:: EXTRACTED DATA ::
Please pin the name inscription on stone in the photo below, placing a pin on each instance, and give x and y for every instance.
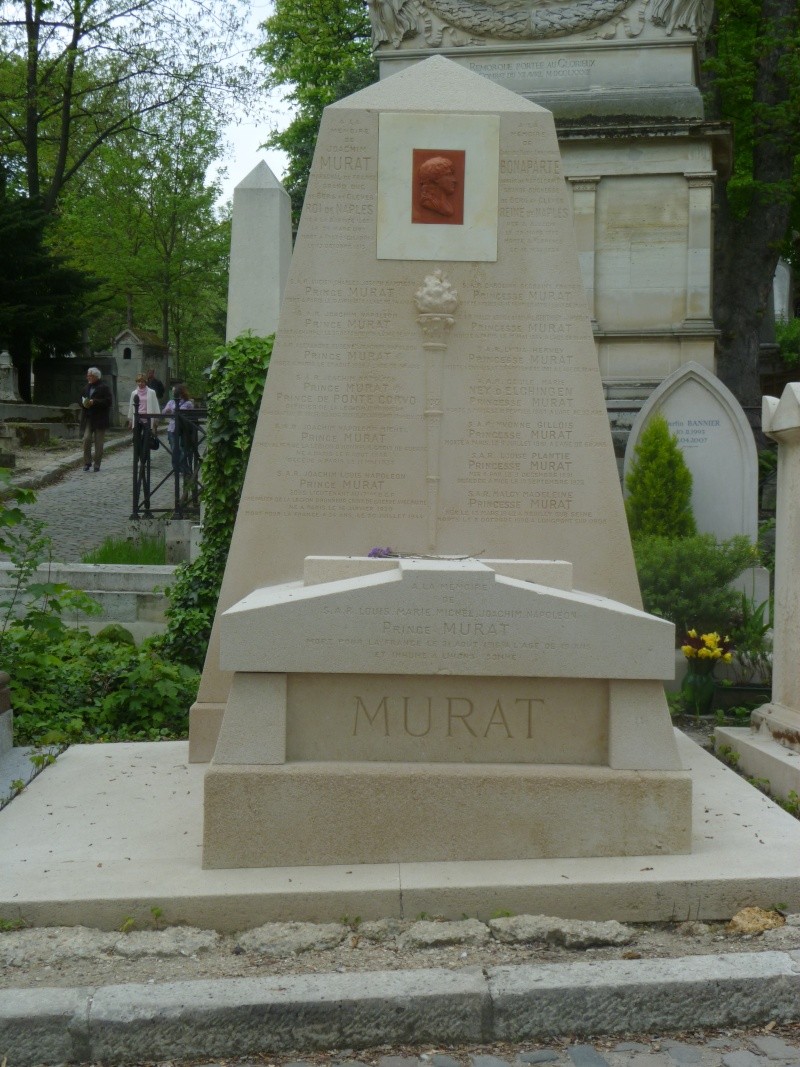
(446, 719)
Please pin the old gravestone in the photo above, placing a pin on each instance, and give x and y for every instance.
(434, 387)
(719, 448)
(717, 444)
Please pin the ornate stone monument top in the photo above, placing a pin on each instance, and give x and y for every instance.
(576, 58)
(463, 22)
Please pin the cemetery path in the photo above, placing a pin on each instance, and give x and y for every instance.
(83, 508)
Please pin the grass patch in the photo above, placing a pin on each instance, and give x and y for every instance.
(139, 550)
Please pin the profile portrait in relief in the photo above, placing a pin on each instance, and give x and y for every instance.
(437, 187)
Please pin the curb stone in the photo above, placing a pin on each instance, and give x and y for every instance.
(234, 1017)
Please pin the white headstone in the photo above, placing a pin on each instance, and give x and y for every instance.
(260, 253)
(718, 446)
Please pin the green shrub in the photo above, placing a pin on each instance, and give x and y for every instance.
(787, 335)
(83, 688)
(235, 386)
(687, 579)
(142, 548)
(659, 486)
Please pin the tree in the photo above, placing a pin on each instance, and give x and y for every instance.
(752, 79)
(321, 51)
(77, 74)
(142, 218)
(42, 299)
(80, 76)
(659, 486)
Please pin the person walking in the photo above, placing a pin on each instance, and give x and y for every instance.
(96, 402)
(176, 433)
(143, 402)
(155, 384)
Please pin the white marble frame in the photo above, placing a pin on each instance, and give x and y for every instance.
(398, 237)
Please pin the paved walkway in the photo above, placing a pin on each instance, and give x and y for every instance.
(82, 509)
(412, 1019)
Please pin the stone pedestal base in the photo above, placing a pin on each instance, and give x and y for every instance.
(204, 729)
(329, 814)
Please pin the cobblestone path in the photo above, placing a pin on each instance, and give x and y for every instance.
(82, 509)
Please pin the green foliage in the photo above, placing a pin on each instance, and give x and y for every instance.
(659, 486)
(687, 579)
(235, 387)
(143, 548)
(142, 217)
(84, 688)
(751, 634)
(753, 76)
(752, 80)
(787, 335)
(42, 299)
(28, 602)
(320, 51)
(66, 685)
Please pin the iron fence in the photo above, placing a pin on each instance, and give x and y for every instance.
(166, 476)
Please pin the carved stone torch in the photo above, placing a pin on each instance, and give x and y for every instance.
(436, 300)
:::
• _REQUIRED WORK_:
Return only those lines that run from the one containing "Please pin the iron" through the end of the entries, keeping each exactly as written.

• _ANSWER BELOW_:
Please pin the iron fence in the photo above, placing a pin on each instance, and give x and y for every instance.
(166, 476)
Please pin the carved stone torch in the photo above, placing a pin on each instance, and give x and y for every instance.
(436, 300)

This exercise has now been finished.